Shape annotation entries:
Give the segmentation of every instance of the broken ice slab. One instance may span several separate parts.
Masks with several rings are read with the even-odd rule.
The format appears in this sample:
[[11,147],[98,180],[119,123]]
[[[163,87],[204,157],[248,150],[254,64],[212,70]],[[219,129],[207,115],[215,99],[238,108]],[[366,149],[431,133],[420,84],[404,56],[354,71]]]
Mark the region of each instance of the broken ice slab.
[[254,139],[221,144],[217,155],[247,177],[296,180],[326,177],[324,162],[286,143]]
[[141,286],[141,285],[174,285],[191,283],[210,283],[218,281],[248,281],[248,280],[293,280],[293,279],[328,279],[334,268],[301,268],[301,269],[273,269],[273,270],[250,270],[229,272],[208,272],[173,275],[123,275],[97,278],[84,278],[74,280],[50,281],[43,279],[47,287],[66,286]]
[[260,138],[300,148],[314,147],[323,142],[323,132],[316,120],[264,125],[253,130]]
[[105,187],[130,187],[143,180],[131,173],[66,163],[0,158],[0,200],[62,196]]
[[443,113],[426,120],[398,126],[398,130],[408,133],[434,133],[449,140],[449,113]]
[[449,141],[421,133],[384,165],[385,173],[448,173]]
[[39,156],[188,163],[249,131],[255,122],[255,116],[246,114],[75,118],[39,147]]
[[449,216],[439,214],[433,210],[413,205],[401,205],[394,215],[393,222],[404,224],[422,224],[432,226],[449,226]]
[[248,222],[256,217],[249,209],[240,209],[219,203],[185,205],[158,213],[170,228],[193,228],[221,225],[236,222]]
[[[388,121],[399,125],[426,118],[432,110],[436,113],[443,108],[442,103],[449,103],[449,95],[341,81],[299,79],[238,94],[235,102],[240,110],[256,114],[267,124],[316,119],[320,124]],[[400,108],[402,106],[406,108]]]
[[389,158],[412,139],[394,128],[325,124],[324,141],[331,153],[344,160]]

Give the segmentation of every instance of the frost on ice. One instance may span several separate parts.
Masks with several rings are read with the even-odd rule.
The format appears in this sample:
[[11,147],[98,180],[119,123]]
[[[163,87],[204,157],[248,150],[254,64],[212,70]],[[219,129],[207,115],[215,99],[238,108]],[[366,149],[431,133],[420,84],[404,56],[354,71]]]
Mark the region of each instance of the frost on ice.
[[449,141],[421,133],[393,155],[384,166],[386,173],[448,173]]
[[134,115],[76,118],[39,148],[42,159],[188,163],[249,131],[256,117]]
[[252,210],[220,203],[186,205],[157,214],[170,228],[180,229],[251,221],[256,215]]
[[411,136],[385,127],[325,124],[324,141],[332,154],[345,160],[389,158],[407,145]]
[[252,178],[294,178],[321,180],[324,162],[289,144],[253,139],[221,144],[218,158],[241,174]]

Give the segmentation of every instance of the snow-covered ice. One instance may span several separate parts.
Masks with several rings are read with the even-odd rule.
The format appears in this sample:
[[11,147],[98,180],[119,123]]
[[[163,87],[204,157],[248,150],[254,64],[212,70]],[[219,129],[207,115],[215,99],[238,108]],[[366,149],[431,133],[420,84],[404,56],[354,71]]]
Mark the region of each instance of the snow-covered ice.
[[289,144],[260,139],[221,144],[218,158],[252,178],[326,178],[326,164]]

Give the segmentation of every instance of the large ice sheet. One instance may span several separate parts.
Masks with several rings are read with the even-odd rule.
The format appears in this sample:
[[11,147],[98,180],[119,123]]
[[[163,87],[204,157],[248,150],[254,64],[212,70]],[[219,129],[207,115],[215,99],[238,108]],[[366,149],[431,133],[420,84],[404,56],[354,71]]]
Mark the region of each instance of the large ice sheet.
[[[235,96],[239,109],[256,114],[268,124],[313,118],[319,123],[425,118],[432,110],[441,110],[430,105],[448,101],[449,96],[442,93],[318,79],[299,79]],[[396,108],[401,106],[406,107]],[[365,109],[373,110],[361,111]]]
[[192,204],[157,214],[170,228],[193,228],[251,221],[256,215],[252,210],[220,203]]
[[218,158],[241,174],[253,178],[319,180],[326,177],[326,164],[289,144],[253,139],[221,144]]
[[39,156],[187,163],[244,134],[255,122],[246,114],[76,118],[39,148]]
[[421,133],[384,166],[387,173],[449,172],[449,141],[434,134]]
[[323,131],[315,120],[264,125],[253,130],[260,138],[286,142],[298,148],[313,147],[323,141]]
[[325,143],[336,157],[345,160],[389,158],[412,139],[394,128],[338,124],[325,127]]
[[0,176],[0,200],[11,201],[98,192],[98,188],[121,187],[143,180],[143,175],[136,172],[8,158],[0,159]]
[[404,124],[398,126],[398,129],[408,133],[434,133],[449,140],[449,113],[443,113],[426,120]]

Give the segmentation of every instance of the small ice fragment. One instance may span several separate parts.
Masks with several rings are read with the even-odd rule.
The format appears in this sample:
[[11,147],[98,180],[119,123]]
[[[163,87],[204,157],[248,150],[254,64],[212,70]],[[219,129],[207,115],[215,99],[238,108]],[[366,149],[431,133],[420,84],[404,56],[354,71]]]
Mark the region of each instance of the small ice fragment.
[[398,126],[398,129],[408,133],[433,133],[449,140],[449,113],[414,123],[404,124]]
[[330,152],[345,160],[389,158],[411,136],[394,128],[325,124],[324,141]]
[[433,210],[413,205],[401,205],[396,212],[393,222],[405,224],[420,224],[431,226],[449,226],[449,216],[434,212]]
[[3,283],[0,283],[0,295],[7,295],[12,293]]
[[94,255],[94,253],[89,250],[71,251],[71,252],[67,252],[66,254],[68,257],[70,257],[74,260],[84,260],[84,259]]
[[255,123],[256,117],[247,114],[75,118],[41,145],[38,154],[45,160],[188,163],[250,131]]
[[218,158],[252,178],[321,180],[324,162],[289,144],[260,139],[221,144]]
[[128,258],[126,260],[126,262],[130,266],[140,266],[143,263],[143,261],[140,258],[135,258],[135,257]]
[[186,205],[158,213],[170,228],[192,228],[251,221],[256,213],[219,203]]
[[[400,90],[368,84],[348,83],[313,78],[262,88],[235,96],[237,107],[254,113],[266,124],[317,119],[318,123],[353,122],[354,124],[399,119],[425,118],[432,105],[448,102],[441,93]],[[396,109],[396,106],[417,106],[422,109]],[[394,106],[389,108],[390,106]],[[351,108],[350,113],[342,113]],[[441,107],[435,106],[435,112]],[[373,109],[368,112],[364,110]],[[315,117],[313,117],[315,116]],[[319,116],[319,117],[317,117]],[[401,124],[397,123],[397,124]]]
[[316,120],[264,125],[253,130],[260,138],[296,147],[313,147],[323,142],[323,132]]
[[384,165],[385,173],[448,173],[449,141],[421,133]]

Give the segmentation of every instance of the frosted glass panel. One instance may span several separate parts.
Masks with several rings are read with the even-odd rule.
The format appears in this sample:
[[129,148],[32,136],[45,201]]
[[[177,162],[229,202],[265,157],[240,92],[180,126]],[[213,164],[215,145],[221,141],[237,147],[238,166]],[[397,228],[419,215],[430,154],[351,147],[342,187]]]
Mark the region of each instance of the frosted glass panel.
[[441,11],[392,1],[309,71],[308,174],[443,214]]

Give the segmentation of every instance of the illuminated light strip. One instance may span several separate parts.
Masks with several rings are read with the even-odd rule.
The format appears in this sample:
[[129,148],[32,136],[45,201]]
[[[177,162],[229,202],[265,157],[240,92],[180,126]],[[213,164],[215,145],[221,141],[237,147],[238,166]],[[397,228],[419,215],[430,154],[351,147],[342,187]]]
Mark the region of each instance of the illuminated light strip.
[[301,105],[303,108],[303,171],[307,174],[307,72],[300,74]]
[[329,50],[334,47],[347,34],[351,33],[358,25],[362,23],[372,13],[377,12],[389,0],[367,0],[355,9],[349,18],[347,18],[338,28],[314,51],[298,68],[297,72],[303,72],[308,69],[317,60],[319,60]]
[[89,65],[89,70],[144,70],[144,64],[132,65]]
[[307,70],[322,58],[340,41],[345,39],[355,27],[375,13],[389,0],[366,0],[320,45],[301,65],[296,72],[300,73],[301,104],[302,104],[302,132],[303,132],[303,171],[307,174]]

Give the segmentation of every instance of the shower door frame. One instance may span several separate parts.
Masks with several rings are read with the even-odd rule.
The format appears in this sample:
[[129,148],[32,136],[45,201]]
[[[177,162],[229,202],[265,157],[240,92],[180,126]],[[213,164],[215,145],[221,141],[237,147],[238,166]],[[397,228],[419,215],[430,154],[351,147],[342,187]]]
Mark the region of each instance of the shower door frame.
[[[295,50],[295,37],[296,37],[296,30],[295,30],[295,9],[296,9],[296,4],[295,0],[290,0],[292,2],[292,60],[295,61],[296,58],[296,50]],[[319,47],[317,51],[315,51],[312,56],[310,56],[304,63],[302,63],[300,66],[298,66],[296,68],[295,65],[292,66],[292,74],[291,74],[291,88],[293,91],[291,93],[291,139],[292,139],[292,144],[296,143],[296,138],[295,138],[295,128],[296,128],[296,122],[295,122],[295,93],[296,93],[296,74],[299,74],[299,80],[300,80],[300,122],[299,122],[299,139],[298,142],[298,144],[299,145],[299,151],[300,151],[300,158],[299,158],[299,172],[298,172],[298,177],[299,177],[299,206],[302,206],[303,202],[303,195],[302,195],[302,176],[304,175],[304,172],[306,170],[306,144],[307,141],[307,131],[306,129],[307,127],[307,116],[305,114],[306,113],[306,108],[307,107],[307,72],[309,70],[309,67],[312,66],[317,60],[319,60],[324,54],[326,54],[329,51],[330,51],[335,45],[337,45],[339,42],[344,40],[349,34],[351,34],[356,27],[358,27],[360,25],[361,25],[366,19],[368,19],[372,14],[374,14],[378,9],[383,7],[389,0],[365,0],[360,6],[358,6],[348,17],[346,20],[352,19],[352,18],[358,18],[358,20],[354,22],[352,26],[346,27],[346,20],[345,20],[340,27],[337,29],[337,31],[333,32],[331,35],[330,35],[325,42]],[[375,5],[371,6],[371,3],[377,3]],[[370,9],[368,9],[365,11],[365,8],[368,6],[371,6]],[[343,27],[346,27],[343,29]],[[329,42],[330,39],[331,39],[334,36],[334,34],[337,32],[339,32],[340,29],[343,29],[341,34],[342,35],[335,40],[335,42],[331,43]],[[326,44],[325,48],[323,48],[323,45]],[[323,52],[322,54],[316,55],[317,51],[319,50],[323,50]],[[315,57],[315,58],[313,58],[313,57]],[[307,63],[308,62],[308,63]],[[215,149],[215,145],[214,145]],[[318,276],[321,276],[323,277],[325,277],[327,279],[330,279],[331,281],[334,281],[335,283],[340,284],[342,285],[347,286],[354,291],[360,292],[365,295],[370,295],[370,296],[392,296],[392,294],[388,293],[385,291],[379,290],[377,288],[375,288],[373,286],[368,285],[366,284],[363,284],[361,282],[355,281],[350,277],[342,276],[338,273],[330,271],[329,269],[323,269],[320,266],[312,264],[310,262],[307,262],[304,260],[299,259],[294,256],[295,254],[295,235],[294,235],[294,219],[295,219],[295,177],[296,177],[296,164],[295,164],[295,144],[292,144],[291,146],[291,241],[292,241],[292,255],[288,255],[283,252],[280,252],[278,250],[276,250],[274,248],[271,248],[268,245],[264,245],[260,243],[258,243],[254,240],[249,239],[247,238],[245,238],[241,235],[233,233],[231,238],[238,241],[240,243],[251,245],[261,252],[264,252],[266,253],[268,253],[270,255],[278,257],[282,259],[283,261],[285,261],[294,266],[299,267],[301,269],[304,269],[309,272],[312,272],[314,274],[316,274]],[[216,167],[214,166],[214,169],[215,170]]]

## Short exercise
Rewrite the lines above as a JSON list of strings, one string per line and blank lines omitted. Start at the first line and end at the line containing "Mark the region of each instance of the broken", including both.

## The completed task
[
  "Give the segmentation of every instance of the broken ice slab. One instance may span several separate parts.",
  "Masks with several rings are read with the even-odd rule.",
  "The format appears in this sample:",
  "[[11,147],[98,180],[119,123]]",
  "[[[163,87],[204,157],[248,150],[254,64],[212,70]],[[219,129],[207,115],[215,99],[238,108]],[[366,149],[431,133],[420,84],[404,56],[354,71]]]",
  "Mark the region of each instance of the broken ice slab."
]